Instrucciones de trabajo :: Según el relato sobre la visita a Palenque, ¿quién regaló los guantes de boxeo que llevaban los niños del pueblo?

Comenzó la fiesta y yo quien no sabe bailar ni siquiera mover un pie me quedé en la pura admiración dulcificada con el trago de ron blanco, que tampoco me gustaba, pero era eso lo que había. El pueblo entero bailaba y bebía desde los niños de dos años hasta los de ochenta.

Luego encontrábamos un sitio para tender nuestras hamacas que traíamos. No sentíamos los mosquitos y cuando el sol ya estaba bien alto, alguien, una mujer naturalmente, nos trajo un desayuno y decidímos dar una vuelta por el pueblo, entregar las ollas y dejarnos acosar por los niños, todos armados con guantes de boxeo que me ofrecían especialmente a mí un duelo amistoso.
--Esos guantes son un regalo de Kid Pambelé, me dijo Alejandro. --¿Primer paso hacia el progreso?
--Eso es lo que hay, contestó Alejandro.
¿Qué más veíamos en Palenque?
Hicimos una visita a la autoridad. La única casa hecha de cemento y ladrillos. La autoridad se llamaba Elías, quien estuvo sentado detrás de una mesa de escritorio de madera de careto.
--Esa no se la comen las termitas, dijo.
Desde el techo colgaba un fajo de papeles amarrada por un alambre. --Son las actas, tan alto, para que no se lo coma el comején, explicaba don Elías.
Detrás de él, en la pared había un marco de alumninio vacío.

Datos mostrados ::
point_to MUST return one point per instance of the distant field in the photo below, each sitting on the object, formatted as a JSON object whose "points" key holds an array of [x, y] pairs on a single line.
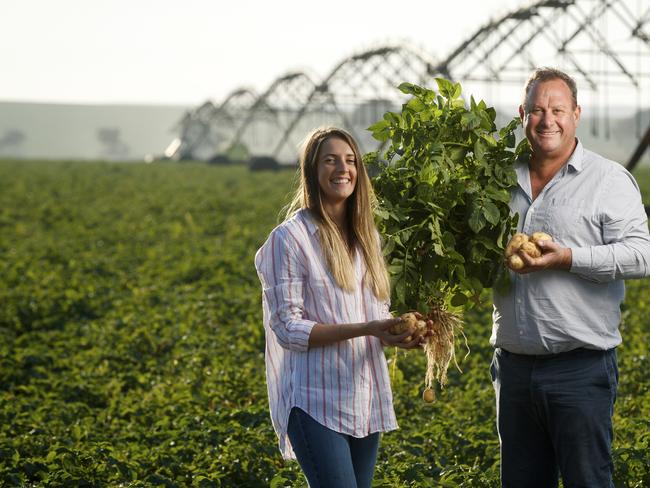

Respuesta al ejercicio :: Los guantes eran un regalo de Kid Pambelé.